No effective response to covid-19 can ignore these factors. Sadly, that’s what Public Health England’s report just published has largely done, sparking its own outpouring of protest from ethnic minority groups across the UK (doi:10.1136/bmj.m2264). Billed as a review into ethnic disparities and covid-19, it devotes only a small proportion of its pages to ethnicity, and, while confirming what we knew—that people from ethnic minority groups are more likely to become infected and to die from covid-19—it makes no attempt to explain the disparities or make recommendations for action.

“A missed opportunity,” say Parth Patel and colleagues (doi:10.1136/bmj.m2282). Zubaida Haque and colleagues are dismayed that “the government has effectively discovered who is dying from covid-19 with no strategy or recommendations as to what to do about it” (https://blogs.bmj.com/bmj/2020/06/08/if-the-uk-health-sector-does-not-address-structural-racism-then-more-black-and-minority-ethnic-lives-will-be-lost). Covid-19 has produced a “stress test” for structural racism in healthcare and public health, say Christine Douglass and colleagues (https://blogs.bmj.com/bmj/2020/06/08/structural-racism-in-society-and-the-covid-19-stress-test). It is crucial to scrutinise the causes of health and social care inequality to reduce the risk of further infections and deaths.

Listed records:
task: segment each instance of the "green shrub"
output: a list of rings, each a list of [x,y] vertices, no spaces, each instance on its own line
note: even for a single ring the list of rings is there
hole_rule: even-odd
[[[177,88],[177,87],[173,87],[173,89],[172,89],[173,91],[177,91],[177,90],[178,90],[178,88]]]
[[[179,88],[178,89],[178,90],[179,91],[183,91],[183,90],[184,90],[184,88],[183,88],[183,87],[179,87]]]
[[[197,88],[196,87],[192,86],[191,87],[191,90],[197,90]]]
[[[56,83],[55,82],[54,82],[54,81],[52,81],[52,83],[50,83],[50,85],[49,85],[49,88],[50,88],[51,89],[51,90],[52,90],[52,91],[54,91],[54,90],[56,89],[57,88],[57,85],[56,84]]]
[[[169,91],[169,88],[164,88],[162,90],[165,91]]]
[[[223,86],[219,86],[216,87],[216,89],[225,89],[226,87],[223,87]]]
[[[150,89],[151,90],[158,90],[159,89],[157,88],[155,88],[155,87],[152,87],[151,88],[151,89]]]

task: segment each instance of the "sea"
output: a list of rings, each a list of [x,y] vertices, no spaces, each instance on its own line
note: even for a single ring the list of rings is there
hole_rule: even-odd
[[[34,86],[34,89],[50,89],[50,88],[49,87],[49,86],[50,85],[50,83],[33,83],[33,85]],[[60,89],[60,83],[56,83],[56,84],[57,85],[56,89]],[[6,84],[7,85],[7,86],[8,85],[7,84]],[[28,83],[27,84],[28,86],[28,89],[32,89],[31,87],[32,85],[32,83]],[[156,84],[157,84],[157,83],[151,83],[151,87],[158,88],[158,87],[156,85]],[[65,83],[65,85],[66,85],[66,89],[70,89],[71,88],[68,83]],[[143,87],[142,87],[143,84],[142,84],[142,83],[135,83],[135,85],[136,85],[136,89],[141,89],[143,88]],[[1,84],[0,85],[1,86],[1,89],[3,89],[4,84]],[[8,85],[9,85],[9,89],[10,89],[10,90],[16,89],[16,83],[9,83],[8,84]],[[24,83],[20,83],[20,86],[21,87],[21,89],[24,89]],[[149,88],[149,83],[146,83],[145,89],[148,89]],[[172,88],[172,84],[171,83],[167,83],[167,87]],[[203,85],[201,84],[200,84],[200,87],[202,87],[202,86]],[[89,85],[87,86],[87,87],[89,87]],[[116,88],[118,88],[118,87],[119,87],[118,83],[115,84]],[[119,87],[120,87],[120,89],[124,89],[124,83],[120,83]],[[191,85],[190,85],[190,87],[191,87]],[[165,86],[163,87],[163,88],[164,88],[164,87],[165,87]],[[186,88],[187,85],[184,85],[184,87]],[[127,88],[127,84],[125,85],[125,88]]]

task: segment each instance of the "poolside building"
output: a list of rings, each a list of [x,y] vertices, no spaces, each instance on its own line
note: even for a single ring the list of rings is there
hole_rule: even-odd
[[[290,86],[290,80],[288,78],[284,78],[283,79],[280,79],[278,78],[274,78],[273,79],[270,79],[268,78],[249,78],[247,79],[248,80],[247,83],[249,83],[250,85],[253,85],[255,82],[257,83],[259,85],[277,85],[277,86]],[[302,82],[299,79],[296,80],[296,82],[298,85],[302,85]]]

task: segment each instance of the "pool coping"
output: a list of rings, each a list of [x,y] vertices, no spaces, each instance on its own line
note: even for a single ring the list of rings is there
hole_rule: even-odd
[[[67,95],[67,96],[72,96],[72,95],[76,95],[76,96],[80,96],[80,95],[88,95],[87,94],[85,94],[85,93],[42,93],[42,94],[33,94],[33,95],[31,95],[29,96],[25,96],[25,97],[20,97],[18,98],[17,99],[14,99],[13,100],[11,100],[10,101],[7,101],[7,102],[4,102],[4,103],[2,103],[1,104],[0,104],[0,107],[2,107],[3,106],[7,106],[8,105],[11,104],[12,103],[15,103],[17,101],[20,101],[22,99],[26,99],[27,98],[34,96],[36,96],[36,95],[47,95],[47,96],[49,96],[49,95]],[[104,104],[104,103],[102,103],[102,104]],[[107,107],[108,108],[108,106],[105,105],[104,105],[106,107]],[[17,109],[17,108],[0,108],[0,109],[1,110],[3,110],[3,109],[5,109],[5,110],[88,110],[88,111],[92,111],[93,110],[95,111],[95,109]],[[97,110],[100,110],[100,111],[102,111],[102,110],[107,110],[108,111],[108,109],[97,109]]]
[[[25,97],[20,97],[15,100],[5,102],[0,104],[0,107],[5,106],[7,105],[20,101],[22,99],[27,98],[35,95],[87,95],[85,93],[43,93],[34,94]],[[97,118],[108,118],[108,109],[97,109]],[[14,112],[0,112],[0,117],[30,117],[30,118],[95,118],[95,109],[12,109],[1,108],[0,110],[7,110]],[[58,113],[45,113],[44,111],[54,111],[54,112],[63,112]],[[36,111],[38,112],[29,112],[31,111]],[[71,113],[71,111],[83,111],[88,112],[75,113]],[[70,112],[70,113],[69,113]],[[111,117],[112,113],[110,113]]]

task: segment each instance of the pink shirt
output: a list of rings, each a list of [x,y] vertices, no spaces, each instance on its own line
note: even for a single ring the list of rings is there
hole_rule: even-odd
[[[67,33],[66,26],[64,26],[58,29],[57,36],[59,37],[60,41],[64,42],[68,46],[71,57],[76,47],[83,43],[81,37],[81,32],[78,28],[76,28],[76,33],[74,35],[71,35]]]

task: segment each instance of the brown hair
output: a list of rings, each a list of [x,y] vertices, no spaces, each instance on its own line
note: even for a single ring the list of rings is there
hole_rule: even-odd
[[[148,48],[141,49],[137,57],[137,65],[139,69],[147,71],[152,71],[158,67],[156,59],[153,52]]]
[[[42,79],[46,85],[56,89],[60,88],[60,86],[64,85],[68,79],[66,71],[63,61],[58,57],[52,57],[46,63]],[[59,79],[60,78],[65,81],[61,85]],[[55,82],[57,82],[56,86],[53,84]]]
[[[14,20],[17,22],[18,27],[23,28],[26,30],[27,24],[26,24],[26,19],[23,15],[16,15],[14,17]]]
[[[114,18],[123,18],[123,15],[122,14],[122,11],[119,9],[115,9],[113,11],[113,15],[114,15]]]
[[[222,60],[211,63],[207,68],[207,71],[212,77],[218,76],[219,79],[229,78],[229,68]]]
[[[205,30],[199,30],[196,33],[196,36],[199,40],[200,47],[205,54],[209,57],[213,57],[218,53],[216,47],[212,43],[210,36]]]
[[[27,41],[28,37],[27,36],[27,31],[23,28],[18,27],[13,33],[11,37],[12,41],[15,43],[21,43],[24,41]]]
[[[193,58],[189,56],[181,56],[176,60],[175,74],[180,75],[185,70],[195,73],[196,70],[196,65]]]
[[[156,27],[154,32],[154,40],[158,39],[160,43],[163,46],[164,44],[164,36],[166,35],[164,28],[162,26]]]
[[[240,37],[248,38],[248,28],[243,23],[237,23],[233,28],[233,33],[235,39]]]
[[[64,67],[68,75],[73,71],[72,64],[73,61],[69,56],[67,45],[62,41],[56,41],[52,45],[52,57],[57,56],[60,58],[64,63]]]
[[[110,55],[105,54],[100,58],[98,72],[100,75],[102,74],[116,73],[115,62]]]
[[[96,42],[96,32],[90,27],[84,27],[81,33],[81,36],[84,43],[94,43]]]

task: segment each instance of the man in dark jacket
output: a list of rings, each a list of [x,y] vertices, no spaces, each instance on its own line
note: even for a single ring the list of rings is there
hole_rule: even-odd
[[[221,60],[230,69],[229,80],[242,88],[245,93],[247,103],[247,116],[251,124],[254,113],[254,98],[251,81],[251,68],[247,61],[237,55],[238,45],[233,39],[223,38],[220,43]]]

What you are asked to do:
Decide whether each statement below agrees with the passage on the Public Health England report about ethnicity and covid-19. Answer yes or no for each, and quote the exact words of the passage that settle it.
1. The report gives most of its pages to ethnicity.
2. The report confirms that people from ethnic minority groups are more likely to die from covid-19.
3. Christine Douglass and colleagues call the report "a missed opportunity."
The listing plays no part in what follows and can be left aside.

Output:
1. No: "it devotes only a small proportion of its pages to ethnicity"
2. Yes: "that people from ethnic minority groups are more likely to become infected and to die from covid-19"
3. No: "“A missed opportunity,” say Parth Patel and colleagues"